Task 1>
Answer these questions on the passage about lignin activation:
(a) FTIR recorded a band attributed to which groups in lignin?
(b) How did pretreatment in ionic liquids change the lignin particles?
(c) How did the thermal stability of the activated biopolymers compare with that of the pure product?

Selected passage>
★ ★ ★ ★ ★
In this study, kraft lignin was activated using selected ionic liquids. The efficiency of the proposed method was confirmed by a series of analyses. FTIR analysis proved the efficacy of activation, especially by the recording of a band attributed to unconjugated carbonyl groups in lignin. The increase in the intensity of this band revealed that the activated biopolymer had more of these reactive groups. This is very important in the preparation of hybrid materials and their use as active materials in electrochemistry. Activation in ionic liquids had only a slight influence on the content of elements such as carbon, hydrogen, nitrogen and sulfur. However, pretreatment of lignin in ILs changed the morphology of the particles. They were smaller and had higher surface area, as confirmed by determination of the surface parameters. Characterization of surface functional groups was based on calculation of values of the zeta potential. A low value of the parameter confirmed the presence of dissociate groups such as hydroxyl, carboxyl and carbonyl groups. The thermal stability of the activated biopolymers was at a similar level to that of the pure product.
★ ★ ★ ★ ★
Dataset entries>
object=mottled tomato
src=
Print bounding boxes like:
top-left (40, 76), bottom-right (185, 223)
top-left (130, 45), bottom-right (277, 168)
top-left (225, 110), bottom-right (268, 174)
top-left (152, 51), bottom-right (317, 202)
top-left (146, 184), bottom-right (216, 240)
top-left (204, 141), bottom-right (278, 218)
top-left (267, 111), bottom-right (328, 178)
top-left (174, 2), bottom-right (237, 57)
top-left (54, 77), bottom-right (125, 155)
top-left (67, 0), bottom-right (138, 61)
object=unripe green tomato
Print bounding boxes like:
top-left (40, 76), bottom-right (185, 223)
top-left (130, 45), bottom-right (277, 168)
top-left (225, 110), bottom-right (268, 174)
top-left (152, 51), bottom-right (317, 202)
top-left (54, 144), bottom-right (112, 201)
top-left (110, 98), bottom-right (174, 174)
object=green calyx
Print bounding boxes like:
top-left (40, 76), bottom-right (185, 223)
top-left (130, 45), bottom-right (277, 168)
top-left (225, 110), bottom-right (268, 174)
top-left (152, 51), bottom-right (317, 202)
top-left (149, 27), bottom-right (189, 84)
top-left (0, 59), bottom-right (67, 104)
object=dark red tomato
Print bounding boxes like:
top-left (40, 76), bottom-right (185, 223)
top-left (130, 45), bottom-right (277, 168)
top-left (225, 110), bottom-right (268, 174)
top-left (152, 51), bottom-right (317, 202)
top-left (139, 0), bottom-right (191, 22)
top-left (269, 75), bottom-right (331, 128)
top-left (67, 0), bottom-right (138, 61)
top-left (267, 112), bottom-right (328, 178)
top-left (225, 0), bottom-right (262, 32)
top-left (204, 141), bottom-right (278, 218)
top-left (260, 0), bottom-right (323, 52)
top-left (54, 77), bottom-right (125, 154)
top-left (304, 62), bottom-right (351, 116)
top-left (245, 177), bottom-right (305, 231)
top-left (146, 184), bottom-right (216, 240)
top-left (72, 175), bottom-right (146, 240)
★ ★ ★ ★ ★
Task 2>
Retype the rows from the line containing "object=dark red tomato" through the last row, including both of those lines.

Right answer 1>
(a) Unconjugated carbonyl groups.
(b) The particles became smaller and had a higher surface area.
(c) It was at a similar level.

Right answer 2>
object=dark red tomato
Print bounding boxes like:
top-left (40, 76), bottom-right (185, 223)
top-left (130, 45), bottom-right (277, 168)
top-left (225, 110), bottom-right (268, 174)
top-left (152, 51), bottom-right (317, 202)
top-left (139, 0), bottom-right (191, 22)
top-left (269, 75), bottom-right (331, 128)
top-left (67, 0), bottom-right (138, 61)
top-left (267, 112), bottom-right (328, 178)
top-left (225, 0), bottom-right (262, 32)
top-left (204, 141), bottom-right (278, 218)
top-left (260, 0), bottom-right (323, 52)
top-left (54, 77), bottom-right (125, 154)
top-left (304, 62), bottom-right (351, 116)
top-left (245, 177), bottom-right (305, 231)
top-left (146, 184), bottom-right (216, 240)
top-left (72, 175), bottom-right (146, 240)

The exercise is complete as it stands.